→ **Challenge**:
Pick out each row below that contains the string "photo" and copy those rows in full. Treat uppercase and lowercase as different.

— Start of Task material —

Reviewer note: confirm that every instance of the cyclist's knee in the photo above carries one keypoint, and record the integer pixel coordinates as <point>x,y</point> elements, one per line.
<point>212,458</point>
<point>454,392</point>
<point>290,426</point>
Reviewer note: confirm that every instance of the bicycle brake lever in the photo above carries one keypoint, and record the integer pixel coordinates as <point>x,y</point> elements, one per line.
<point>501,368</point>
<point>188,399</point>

— End of Task material —
— Start of Task material —

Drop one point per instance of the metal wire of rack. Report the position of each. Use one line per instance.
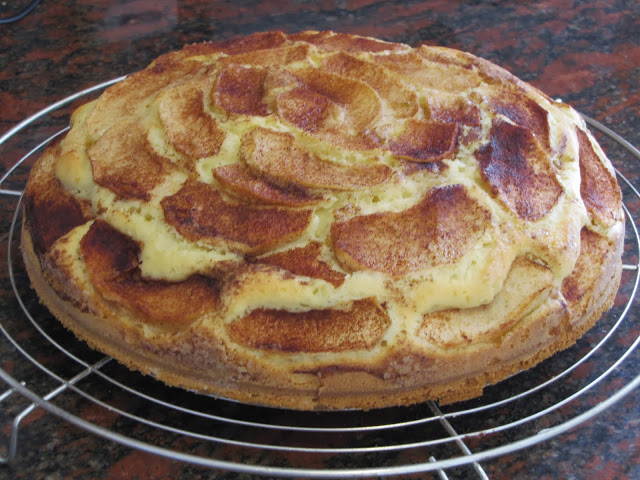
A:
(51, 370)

— End of Task material —

→ **In response**:
Reviewer note: confirm that every instance of the cyclist's knee in the photo above carries one keypoint, and record the integer pixel coordinates as <point>x,y</point> elements, one per line.
Reviewer note: confirm that every instance of the bicycle brake lever in the photo above carries one keypoint, and record the integer pixel coordinates as <point>x,y</point> elements, one per line.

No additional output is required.